▶ **Text shown**:
· · · · ·

The Racial Geography of Child Welfare: Toward a New Research Paradigm

By Roberts, Dorothy E. | Child Welfare, January 1, 2008 | Go to article overview

The Racial Geography of Child Welfare: Toward a New Research Paradigm


Roberts, Dorothy E., Child Welfare


This article examines the community-level impact of concentrated child welfare agency involvement in African American neighborhoods. Based on interviews of 25 African American women in a Chicago neighborhood, the study found that residents were aware of intense agency involvement in their neighborhood and identified profound effects on social relationships including interference with parental authority, damage to children's ability to form social relationships, and distrust among neighbors. The study also discovered a tension between respondents' identification of adverse consequences of concentrated state supervision for family and community relationships and neighborhood reliance on agency involvement for needed financial support. The author discusses the implications of these findings for a new research paradigm aimed at understanding the community-level effects of racial disproportionality.

· · · · ·

▶ **Record set**:
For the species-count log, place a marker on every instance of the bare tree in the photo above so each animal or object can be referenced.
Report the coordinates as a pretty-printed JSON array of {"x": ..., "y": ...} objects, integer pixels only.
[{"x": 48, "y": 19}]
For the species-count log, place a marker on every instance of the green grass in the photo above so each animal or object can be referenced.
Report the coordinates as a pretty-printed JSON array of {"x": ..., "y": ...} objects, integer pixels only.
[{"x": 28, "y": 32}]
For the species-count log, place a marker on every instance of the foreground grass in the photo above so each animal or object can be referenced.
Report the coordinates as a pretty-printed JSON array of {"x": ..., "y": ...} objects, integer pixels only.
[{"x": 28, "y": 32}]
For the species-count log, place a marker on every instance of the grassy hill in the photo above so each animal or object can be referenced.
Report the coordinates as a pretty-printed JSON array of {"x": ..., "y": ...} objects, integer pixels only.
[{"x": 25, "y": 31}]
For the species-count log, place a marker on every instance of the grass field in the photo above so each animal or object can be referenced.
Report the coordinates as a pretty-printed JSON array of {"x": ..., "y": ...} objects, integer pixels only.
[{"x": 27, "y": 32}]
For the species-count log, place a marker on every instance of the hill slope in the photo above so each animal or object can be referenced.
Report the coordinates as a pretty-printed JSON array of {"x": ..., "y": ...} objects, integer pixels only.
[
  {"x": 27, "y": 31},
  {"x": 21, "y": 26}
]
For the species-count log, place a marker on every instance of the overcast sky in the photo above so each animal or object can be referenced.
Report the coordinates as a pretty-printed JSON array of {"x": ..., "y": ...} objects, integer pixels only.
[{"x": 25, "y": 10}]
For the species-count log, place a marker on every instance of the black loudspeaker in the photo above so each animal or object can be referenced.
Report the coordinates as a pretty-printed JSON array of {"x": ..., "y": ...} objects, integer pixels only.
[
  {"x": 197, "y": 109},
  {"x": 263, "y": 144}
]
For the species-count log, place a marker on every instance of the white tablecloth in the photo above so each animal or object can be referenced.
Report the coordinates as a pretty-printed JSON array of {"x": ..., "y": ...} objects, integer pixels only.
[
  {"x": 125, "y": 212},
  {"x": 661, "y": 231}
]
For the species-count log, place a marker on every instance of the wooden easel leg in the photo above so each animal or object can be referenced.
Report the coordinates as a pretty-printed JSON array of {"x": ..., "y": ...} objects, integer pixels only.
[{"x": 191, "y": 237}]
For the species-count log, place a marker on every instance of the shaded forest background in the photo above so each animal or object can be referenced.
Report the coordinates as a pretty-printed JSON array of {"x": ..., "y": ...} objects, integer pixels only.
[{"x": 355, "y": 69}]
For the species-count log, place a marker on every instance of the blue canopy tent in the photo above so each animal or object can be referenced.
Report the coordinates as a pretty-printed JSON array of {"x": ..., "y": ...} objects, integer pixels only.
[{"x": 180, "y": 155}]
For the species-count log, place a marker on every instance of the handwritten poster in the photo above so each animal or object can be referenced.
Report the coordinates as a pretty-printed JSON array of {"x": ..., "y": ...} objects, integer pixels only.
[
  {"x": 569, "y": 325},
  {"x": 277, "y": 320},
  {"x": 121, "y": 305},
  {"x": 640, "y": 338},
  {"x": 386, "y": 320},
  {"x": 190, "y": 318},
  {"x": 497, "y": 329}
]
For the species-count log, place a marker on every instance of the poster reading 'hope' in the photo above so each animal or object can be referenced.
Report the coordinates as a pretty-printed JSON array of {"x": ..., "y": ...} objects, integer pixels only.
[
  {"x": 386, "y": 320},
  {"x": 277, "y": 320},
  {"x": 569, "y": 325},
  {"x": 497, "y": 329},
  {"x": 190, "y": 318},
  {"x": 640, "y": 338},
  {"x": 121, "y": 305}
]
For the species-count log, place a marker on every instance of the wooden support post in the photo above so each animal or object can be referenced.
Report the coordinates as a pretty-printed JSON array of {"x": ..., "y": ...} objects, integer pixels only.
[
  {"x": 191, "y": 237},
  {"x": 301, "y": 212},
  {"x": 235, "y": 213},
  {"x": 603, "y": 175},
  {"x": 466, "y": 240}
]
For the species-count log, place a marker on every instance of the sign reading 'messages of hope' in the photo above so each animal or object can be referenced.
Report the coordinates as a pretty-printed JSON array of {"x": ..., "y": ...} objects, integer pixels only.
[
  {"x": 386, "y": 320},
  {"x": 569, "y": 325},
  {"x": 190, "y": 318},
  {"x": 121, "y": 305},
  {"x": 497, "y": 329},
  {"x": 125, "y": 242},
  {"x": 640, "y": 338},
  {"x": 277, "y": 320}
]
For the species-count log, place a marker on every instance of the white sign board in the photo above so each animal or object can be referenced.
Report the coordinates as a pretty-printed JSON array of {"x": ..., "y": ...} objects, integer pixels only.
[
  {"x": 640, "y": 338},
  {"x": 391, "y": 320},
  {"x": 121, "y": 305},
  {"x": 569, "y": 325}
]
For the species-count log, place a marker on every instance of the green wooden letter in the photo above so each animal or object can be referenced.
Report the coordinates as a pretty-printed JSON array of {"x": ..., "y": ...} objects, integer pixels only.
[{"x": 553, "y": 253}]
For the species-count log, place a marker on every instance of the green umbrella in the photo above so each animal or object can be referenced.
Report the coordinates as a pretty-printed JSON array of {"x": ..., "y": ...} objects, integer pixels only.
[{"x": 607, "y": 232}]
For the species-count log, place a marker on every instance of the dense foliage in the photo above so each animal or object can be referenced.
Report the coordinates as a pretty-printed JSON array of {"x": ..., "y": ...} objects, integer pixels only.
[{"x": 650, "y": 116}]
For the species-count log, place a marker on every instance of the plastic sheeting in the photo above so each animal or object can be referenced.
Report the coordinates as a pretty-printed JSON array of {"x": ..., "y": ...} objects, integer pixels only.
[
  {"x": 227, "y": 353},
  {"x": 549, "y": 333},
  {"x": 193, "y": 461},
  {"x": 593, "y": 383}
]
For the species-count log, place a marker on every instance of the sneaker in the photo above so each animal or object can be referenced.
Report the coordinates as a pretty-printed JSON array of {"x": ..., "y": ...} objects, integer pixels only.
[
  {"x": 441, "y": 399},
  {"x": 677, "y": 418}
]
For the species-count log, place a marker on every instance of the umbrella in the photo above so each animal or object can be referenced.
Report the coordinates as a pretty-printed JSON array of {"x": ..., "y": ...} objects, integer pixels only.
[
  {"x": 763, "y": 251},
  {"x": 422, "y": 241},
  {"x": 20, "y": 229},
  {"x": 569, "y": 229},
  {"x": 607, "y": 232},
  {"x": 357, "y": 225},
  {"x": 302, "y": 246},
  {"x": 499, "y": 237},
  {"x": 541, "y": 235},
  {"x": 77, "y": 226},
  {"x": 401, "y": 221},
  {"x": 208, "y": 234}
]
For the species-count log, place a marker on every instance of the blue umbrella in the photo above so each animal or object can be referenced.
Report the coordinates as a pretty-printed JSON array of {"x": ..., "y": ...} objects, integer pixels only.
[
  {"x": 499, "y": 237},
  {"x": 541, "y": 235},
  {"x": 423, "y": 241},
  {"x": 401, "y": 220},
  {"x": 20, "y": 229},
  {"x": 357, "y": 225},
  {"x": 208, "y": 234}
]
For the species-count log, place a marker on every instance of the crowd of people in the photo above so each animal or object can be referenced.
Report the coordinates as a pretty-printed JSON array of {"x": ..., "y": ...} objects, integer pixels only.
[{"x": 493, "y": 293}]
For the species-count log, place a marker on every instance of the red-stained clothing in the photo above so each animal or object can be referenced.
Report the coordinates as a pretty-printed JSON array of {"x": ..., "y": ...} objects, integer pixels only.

· · · · ·

▶ **Requirements**:
a - In one to three sentences, explain why the child welfare abstract says the neighborhood relies on agency involvement despite the harms respondents named.
b - Carry on the child welfare abstract from its final sentence.
The records are separate from the child welfare abstract.

▶ **Expected responses**:
a - Respondents saw concentrated state supervision as harmful to family and community relationships. Yet the neighborhood still relied on agency involvement because it provided needed financial support.

b -
Racial disproportionality is now recognized by many researchers and government officials as a critical issue in child welfare policy and practice (Courtney, Barth, Berrick, Brooks, Needell, & Park, 1998; Derezotes, Poertner, & Testa 2005; Hill, 2006). An understudied aspect of racial disproportionality, however, is its community impact. Many poor African American neighborhoods have very high rates of child welfare agency involvement, especially placement of children in foster care. Researchers have yet to investigate the sociopolitical impact of this spatial concentration of child welfare supervision - the system's "racial geography." By conducting and analyzing in-depth interviews of 25 residents of an African American neighborhood in Chicago, this study aimed to better understand how intense child welfare agency involvement affects community and civic life.

Neighborhood is used to signify the geographical site of study, and community is used to signify the social relations that neighbors engage in with one another. In short, this study focused on the impact of concentrated child welfare agency involvement in the geographical space of a neighborhood on the community relationships within that neighborhood.

The residents were all aware of intense child welfare agency involvement in their neighborhood and identified profound effects on family and community social relationships, including interference with parental authority, damage to children's ability to form social relationships, and distrust among neighbors. The study also discovered a tension between respondents' identification of adverse consequences of concentrated state supervision for family and community relationships and neighborhood reliance on agency involvement for needed financial support. This article explores the implications of these findings for a new research paradigm for understanding the community-level effects of racial disproportionality and identifies themes that can serve as a starting point for future studies and policy change.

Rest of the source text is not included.